Data items:
## begin

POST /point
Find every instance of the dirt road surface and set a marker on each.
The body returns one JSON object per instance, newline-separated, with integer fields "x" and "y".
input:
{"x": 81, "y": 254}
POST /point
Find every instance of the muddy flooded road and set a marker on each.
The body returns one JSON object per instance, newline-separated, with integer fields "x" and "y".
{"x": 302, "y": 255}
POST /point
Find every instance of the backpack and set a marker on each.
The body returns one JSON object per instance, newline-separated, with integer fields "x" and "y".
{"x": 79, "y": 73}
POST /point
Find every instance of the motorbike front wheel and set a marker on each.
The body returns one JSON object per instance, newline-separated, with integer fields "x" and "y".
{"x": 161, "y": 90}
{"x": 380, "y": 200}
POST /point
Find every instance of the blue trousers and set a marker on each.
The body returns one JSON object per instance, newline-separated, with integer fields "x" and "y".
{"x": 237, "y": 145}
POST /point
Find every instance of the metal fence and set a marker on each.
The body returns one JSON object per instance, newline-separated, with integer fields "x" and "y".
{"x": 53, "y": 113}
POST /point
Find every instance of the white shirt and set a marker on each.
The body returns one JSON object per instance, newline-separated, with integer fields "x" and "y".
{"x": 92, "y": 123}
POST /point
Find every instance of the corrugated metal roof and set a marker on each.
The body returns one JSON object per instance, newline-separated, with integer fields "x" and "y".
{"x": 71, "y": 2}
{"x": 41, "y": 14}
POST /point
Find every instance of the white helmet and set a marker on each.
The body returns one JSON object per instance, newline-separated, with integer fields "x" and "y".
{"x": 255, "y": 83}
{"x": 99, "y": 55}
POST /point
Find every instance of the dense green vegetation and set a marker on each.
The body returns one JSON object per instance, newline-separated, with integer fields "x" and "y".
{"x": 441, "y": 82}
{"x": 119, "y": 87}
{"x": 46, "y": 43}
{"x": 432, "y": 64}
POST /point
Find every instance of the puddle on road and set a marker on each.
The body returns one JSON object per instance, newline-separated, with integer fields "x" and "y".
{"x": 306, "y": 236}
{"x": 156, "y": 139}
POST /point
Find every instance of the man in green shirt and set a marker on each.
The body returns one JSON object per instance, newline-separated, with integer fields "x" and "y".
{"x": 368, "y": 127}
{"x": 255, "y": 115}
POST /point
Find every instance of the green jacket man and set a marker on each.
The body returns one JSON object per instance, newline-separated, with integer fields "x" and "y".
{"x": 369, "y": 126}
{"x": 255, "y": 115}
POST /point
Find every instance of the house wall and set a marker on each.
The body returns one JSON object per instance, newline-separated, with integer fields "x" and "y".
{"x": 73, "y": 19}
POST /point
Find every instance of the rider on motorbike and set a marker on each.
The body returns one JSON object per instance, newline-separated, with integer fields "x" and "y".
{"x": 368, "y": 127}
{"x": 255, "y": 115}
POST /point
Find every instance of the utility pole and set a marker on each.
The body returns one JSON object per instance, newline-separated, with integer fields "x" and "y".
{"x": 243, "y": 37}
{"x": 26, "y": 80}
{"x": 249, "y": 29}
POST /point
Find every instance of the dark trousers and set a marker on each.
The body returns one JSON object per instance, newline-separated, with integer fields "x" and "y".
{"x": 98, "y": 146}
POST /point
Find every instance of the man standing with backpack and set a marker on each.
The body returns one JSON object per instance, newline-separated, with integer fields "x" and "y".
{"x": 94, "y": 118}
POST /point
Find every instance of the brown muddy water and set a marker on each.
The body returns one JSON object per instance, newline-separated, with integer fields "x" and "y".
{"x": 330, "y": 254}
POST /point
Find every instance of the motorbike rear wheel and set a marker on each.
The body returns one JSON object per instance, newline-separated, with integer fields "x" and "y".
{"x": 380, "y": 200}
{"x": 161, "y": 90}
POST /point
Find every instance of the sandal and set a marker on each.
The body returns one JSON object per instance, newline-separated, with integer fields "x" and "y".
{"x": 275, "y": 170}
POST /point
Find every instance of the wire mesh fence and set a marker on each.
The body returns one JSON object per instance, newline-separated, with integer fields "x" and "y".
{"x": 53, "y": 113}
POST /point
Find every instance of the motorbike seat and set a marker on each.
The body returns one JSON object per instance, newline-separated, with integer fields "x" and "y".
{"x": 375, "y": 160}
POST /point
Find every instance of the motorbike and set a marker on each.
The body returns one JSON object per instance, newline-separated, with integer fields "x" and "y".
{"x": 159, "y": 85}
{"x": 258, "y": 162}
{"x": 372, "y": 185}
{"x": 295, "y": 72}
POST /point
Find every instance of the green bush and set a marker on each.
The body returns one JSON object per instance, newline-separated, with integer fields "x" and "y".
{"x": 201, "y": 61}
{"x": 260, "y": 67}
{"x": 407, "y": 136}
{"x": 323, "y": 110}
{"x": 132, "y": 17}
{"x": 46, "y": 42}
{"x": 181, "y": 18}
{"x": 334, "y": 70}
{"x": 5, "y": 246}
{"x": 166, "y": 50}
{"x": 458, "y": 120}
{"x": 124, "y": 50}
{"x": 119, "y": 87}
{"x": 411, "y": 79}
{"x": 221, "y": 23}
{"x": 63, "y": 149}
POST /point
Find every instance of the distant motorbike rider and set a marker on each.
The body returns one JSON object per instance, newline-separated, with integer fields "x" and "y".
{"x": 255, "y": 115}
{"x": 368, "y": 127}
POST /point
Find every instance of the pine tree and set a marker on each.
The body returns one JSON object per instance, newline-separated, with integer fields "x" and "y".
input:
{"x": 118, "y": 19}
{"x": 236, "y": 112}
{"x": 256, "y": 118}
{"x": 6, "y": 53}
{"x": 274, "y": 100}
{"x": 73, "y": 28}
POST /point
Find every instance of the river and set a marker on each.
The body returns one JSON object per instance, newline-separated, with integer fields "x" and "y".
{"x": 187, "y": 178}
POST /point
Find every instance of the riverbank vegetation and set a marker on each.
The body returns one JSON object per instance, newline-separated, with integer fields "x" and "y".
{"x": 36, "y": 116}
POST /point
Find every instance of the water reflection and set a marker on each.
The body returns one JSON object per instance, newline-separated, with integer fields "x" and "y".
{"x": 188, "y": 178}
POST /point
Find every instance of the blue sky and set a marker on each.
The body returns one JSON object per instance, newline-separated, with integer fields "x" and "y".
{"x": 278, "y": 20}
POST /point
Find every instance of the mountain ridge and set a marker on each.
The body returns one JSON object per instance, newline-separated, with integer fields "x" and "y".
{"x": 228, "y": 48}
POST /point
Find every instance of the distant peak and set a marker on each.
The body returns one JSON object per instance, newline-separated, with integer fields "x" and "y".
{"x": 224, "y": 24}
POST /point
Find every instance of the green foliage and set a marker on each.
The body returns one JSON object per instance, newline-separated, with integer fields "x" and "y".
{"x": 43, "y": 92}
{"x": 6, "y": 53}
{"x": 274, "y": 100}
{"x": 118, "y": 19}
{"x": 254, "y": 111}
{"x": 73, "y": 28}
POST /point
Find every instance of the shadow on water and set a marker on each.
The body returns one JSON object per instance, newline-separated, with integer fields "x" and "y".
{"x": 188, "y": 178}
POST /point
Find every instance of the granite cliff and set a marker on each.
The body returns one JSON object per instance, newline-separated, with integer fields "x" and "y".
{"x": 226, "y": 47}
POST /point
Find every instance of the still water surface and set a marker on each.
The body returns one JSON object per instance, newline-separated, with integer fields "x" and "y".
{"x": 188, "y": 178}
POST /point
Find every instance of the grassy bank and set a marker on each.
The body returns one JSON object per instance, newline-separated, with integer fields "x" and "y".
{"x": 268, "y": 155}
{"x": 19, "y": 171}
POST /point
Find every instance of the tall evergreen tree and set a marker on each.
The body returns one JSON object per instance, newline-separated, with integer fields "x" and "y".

## end
## begin

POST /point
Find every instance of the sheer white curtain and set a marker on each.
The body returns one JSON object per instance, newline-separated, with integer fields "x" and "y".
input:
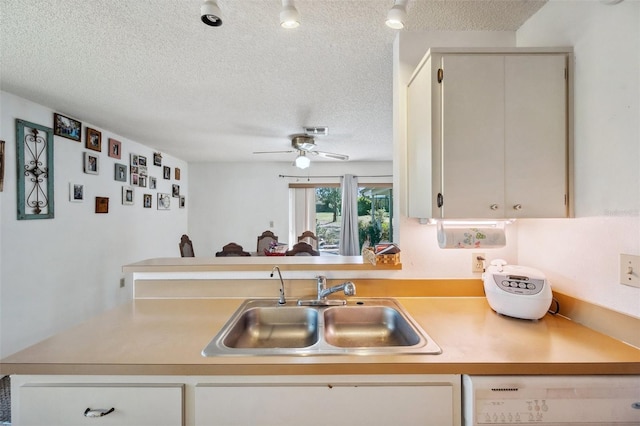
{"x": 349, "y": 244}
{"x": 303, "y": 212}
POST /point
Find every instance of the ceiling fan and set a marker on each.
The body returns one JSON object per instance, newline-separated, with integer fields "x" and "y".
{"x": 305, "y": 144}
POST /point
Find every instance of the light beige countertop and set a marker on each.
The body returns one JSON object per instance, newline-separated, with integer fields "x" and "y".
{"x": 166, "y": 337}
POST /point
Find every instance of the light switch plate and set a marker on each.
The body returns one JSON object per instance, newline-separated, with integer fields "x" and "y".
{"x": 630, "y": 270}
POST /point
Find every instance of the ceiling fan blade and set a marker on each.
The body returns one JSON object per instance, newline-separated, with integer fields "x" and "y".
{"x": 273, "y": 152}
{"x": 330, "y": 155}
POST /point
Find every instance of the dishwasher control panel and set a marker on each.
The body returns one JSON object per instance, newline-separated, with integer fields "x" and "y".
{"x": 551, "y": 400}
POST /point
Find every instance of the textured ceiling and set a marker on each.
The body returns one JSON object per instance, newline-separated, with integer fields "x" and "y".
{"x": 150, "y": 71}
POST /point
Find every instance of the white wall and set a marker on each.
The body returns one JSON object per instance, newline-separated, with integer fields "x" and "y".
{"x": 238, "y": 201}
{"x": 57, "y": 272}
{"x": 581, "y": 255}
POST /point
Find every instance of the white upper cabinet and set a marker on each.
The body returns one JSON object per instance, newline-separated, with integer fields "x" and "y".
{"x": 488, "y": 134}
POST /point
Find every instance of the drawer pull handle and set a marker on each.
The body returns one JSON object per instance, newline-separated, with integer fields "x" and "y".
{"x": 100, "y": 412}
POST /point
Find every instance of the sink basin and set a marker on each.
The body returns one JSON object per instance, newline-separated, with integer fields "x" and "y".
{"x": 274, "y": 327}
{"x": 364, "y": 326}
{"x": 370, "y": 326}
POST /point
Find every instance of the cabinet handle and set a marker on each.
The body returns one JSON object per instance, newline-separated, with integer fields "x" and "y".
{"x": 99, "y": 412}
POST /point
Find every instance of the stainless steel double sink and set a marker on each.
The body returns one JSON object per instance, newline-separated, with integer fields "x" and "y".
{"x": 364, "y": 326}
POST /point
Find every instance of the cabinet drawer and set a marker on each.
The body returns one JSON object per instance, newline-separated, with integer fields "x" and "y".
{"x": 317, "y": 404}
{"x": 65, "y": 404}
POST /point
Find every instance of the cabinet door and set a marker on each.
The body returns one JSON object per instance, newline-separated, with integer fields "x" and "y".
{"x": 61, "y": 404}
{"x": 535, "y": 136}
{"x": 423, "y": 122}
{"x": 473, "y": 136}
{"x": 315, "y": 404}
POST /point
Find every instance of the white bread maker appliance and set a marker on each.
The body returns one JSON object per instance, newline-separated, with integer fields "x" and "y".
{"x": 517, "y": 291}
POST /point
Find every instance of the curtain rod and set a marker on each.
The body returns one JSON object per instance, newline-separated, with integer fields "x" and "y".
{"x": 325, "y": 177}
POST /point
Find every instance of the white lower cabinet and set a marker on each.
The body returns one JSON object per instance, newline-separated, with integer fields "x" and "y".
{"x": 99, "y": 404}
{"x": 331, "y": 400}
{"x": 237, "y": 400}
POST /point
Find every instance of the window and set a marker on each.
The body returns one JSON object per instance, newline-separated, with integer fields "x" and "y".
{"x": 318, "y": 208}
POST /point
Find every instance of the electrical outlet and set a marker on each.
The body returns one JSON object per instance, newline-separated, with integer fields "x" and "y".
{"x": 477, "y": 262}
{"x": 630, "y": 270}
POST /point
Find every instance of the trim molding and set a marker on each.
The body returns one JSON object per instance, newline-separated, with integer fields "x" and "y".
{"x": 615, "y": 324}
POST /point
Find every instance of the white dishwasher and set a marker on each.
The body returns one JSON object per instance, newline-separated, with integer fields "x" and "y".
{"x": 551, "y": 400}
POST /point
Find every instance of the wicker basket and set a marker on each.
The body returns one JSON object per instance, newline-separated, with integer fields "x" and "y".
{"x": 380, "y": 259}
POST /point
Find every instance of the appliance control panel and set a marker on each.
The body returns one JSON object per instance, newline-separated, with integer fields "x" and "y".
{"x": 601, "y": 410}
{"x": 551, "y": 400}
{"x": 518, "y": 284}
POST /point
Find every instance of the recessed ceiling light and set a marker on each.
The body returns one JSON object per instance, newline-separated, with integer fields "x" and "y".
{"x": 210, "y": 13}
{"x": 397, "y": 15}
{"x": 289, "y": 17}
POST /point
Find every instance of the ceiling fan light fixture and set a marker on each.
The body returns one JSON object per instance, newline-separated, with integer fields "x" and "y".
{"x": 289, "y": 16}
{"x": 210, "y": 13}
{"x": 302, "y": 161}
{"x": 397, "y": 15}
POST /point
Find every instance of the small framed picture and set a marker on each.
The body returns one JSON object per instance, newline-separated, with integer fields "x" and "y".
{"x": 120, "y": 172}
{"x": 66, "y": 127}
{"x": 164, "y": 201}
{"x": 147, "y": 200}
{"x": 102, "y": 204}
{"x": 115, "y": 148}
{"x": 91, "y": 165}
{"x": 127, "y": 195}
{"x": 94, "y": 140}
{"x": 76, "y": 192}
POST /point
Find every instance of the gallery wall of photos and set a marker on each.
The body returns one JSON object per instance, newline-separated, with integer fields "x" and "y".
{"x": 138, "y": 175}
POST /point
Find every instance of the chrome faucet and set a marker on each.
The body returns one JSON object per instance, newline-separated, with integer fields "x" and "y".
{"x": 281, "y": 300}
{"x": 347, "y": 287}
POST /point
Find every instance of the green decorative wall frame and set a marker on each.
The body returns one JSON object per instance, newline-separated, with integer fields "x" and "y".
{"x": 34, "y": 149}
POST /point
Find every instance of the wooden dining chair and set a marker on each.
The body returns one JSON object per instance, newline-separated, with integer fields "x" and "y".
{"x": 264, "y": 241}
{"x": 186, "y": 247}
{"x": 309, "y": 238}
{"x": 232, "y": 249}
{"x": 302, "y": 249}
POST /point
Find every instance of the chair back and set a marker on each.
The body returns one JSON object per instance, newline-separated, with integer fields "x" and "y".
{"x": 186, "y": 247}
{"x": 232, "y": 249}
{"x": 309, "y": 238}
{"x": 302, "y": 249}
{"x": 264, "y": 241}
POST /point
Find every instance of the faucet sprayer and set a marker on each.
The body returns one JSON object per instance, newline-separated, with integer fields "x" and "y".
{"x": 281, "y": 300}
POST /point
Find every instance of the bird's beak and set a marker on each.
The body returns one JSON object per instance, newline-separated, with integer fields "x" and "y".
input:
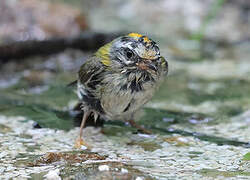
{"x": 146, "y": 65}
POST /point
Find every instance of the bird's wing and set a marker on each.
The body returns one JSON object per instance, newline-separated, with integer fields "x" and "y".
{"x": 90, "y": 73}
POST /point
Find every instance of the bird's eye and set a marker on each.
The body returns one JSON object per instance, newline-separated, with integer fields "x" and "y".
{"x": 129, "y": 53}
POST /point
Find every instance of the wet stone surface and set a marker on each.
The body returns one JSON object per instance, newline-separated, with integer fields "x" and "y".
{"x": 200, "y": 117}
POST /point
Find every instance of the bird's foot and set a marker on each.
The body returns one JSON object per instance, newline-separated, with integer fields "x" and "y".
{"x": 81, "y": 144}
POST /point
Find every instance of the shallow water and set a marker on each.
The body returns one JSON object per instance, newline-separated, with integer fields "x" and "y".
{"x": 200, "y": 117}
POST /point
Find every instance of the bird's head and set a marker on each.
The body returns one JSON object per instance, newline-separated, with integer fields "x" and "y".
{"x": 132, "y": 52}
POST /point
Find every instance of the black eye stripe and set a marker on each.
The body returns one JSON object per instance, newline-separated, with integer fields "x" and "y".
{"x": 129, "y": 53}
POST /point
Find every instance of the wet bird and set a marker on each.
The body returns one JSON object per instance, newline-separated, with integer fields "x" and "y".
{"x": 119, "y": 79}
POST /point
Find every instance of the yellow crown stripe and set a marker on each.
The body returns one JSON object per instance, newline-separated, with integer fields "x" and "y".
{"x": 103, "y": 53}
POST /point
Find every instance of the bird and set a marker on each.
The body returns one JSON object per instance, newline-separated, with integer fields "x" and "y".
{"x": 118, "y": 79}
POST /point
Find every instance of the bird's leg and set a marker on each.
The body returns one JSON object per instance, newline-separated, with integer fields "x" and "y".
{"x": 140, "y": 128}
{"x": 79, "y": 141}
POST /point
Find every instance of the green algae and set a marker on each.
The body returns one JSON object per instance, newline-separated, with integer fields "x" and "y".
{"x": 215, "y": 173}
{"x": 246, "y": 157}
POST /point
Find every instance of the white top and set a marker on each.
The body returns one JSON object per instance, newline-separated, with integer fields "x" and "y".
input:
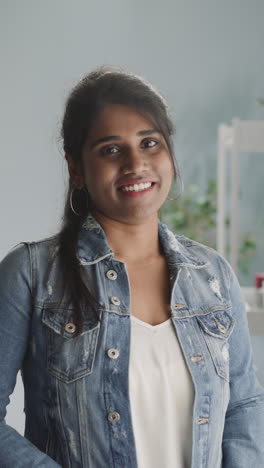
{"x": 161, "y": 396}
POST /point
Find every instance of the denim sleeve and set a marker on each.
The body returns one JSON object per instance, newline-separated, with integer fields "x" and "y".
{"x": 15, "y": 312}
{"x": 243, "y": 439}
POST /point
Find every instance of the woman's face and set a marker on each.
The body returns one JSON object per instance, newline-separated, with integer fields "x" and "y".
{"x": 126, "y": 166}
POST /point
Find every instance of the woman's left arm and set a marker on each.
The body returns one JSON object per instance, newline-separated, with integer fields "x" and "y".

## end

[REQUIREMENTS] Identify every line in the data items above that contains the word "blue", treating uppercase and lowercase as different, and copy each such line in full.

[THE RESPONSE]
Find every instance of the blue trousers and set a marker on each.
Find every instance of the blue sky and set a marker on each.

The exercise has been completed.